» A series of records
━━━━━━━━━━━━━━━━━━━━
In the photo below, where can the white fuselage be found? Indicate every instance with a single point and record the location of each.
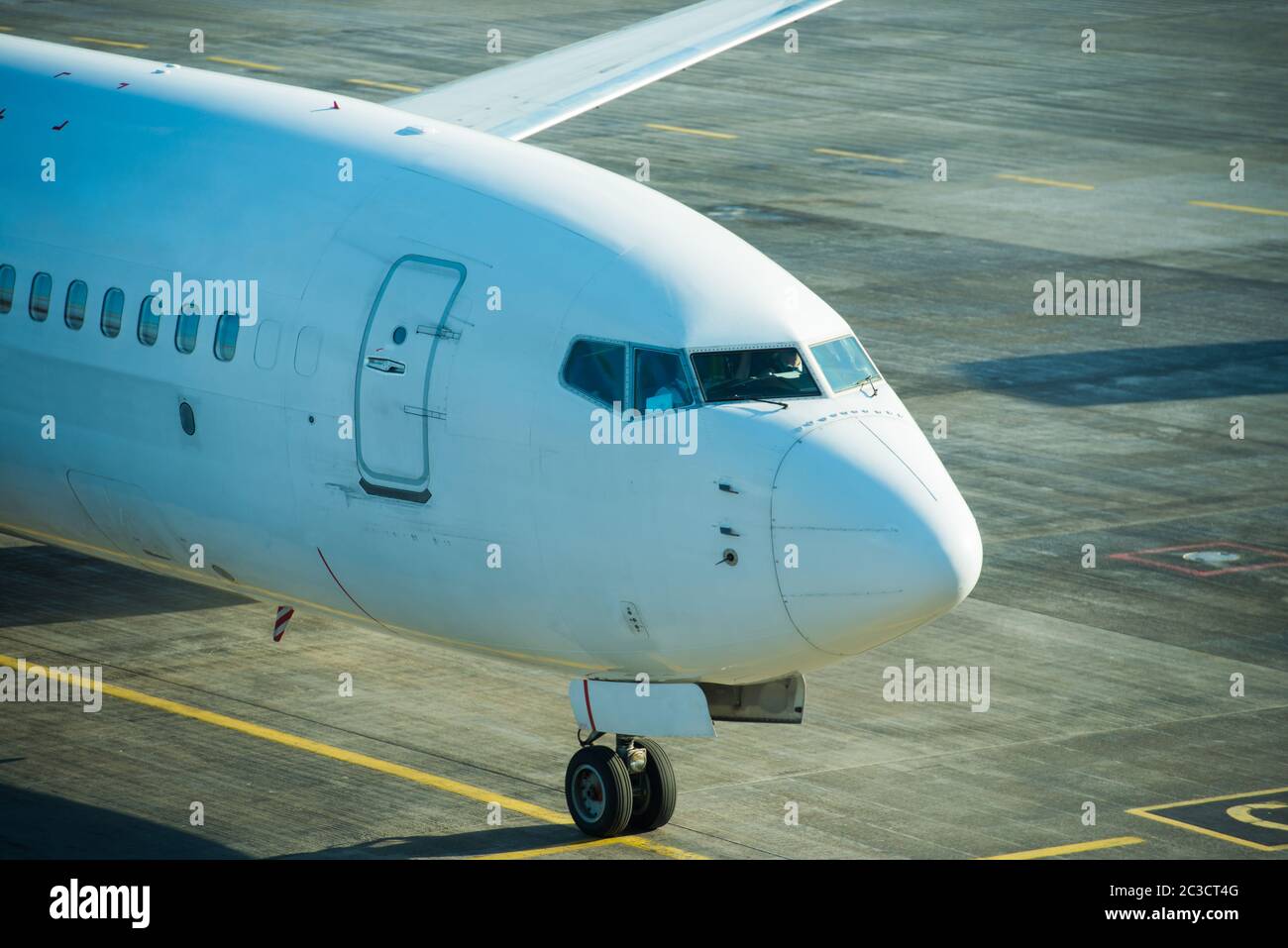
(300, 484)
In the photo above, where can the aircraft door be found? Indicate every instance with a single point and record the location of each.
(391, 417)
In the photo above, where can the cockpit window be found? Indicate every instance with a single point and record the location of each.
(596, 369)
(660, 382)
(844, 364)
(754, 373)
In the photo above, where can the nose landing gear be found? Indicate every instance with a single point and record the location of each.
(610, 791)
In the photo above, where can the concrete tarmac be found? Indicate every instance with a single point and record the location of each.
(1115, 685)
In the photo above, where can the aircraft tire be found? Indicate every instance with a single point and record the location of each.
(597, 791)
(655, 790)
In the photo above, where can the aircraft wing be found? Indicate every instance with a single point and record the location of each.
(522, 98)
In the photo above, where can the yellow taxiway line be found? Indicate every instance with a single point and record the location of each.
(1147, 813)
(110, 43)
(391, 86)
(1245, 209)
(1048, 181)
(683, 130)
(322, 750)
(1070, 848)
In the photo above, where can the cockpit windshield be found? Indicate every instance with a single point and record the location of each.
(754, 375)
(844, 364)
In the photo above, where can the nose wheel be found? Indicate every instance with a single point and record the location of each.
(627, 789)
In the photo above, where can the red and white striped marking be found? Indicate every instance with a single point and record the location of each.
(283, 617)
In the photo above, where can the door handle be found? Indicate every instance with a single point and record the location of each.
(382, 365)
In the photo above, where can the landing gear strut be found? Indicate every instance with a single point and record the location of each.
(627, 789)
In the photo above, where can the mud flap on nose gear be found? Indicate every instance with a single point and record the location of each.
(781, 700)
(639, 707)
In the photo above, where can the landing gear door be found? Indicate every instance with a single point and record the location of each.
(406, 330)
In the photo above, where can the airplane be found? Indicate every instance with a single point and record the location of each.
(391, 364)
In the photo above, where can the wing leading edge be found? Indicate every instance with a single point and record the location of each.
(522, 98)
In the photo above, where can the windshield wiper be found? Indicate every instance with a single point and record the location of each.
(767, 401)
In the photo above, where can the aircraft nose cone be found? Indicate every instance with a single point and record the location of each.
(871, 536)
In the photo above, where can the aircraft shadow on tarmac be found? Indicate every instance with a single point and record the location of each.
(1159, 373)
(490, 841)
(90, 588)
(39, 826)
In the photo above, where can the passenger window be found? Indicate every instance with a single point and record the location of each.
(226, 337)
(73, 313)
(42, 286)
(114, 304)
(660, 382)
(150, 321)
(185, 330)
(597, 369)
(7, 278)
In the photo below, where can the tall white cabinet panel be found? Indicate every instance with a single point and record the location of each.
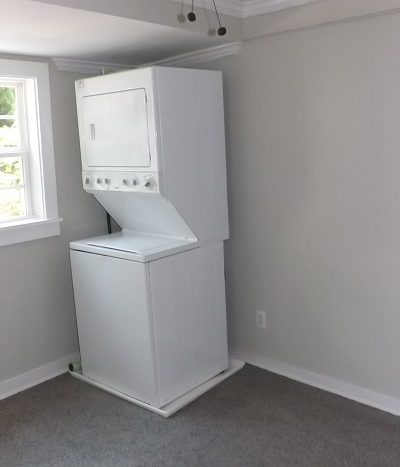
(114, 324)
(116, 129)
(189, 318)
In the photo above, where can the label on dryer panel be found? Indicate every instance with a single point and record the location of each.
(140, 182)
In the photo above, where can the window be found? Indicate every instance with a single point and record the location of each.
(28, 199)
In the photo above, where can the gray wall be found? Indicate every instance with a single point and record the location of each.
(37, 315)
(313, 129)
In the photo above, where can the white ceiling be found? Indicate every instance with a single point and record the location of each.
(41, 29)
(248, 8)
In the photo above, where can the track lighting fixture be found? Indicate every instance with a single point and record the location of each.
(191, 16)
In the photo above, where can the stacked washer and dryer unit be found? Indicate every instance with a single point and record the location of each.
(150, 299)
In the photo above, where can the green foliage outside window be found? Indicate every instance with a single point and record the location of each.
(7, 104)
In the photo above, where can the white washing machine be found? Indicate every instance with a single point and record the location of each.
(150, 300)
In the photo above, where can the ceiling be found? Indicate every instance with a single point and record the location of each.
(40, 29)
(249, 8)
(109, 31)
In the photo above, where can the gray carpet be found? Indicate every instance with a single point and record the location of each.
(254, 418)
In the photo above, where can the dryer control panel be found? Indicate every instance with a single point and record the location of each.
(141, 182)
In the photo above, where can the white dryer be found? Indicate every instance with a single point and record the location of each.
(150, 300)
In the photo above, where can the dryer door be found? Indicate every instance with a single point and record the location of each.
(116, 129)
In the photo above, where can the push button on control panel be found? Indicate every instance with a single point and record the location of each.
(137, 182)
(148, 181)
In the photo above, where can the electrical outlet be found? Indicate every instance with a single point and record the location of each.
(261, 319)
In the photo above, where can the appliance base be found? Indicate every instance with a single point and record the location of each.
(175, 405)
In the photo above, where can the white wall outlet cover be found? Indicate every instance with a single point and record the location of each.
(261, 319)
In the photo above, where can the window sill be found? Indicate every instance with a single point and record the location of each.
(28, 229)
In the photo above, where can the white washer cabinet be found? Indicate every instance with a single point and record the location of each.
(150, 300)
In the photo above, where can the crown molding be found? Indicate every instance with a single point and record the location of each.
━━━━━━━━━━━━━━━━━━━━
» Stated problem
Rewrite all of the material above, changing "with a single point" to "with one point" wherever it occurs and leaving everything else intact. Omit the pictures from your version.

» Result for this task
In the photo below, where can the white fuselage be found? Indicate every instance with one point and record the location of each.
(300, 484)
In the photo above, where can the aircraft door be found? Indicate every instance with one point and record the location of each.
(391, 417)
In the photo above, where can the cockpit window be found? Indicate every instance with one point and record the location of each.
(596, 369)
(660, 382)
(844, 364)
(754, 373)
In the photo above, where can the nose landing gear be found? Indicate every instance with one point and record the location of each.
(610, 791)
In the photo above, where can the concrete tarmac be found? Indicate every instance with one point and record the location of each.
(1115, 685)
In the photo above, where can the aircraft tire be found? Indicate every instance with one point and record the location of each.
(597, 791)
(655, 790)
In the photo above, where can the aircraft wing be found? Indicate every instance with one point and record the location of each.
(522, 98)
In the photo above, where can the yellow taxiway line be found? Indicate every instance with one point and record the location of each.
(1147, 813)
(110, 43)
(391, 86)
(1245, 209)
(1048, 181)
(683, 130)
(322, 750)
(1070, 848)
In the photo above, where can the cockpit windshield be found? Indicate every instance with one point and record the location of each.
(754, 375)
(844, 364)
In the photo above, where can the nose wheel be found? Indicate every instance with one point and record the location of each.
(627, 789)
In the photo above, where can the red and white striped marking be found? Indicate every instance with one point and record the location of each.
(283, 617)
In the photo above, where can the door handle be found? Indicate every instance with one point and record the location of each.
(382, 365)
In the photo above, where can the landing gear strut be found? Indicate every instance with one point and record the location of each.
(627, 789)
In the photo above, where can the mud flap on nose gear be found? Indicate every instance with one point and record the location of each.
(781, 700)
(639, 707)
In the photo above, where can the landing gear door be found? Indicate every instance with one point and record the location of each.
(406, 330)
In the photo above, where can the airplane be found? Indicate every instance with one point and record the location of each.
(391, 364)
In the photo above, where can the wing leading edge be found? Indicate every instance with one point and record the location of each.
(522, 98)
In the photo above, where can the windshield wiper be found? Indicate every instance with one point and record the location of each.
(767, 401)
In the photo above, where can the aircraft nose cone be found? Indicate every instance with one point and record the location of each.
(871, 536)
In the photo above, where can the aircraft shadow on tarmac be found? Indicate every instance with one point and record the location of each.
(1159, 373)
(490, 841)
(90, 588)
(39, 826)
In the photo above, where can the passenger window be found? Indicate every instance with one point and record the location of each.
(226, 337)
(73, 313)
(42, 286)
(114, 304)
(660, 382)
(150, 321)
(185, 330)
(597, 369)
(7, 278)
In the photo below, where can the tall white cabinet panel be found? Indicate every instance with one point and record the location of each.
(114, 324)
(116, 129)
(189, 318)
In the photo above, where can the label on dryer panel be found? Indicate every instance with one point and record the location of each.
(140, 182)
In the photo above, where can the window be found? Indicate every instance with one point and record the location of each.
(28, 199)
In the photo above, where can the gray wall be found? Indicate every instance with one point and record the location of each.
(37, 315)
(313, 129)
In the photo above, where can the white ceiling be found? Indicate every instance with one point and record the location of each.
(41, 29)
(248, 8)
In the photo above, where can the track lighting fixture be found? Indicate every instance with one point and record the location of each.
(191, 16)
In the photo above, where can the stacked washer and dryer unit be found? Indicate every instance with one point and record the location of each.
(150, 299)
In the photo above, where can the green foliage outside window be found? Indicate every instance with one point and record the location of each.
(7, 104)
In the photo above, where can the white washing machine be found? Indicate every instance with one point and record the location of each.
(150, 300)
In the photo above, where can the ceiling be found? Indicate every instance with one point and record the location of each.
(40, 29)
(249, 8)
(109, 31)
In the photo above, where can the gray carpet be found? Indicate every instance with one point and record the location of each.
(254, 418)
In the photo above, where can the dryer control panel be found? Indicate every instance with one point and record the location of each.
(141, 182)
In the photo above, where can the white dryer be found? Indicate every instance with one point and record the location of each.
(150, 300)
In the photo above, where can the dryer door be found? Indicate every instance with one point and record the location of each.
(116, 129)
In the photo above, where can the push button on control panel be found? Indicate every instance with one point and record the location of each.
(137, 182)
(148, 181)
In the photo above, where can the electrical outlet be found? Indicate every instance with one point and record the location of each.
(261, 319)
In the photo above, where can the appliance base be found? Indicate every instance with one point and record the location of each.
(175, 405)
In the photo above, where can the white wall outlet cover be found? Indicate every instance with one point and record the location of each.
(261, 319)
In the photo above, where can the window sill be found? Indicate every instance with one point and record the location of each.
(28, 229)
In the photo above, where can the white washer cabinet be found? Indicate every instance with one point and record the location of each.
(150, 300)
In the photo above, where can the crown molding be found? Indicate every instance with one point and record the location of each.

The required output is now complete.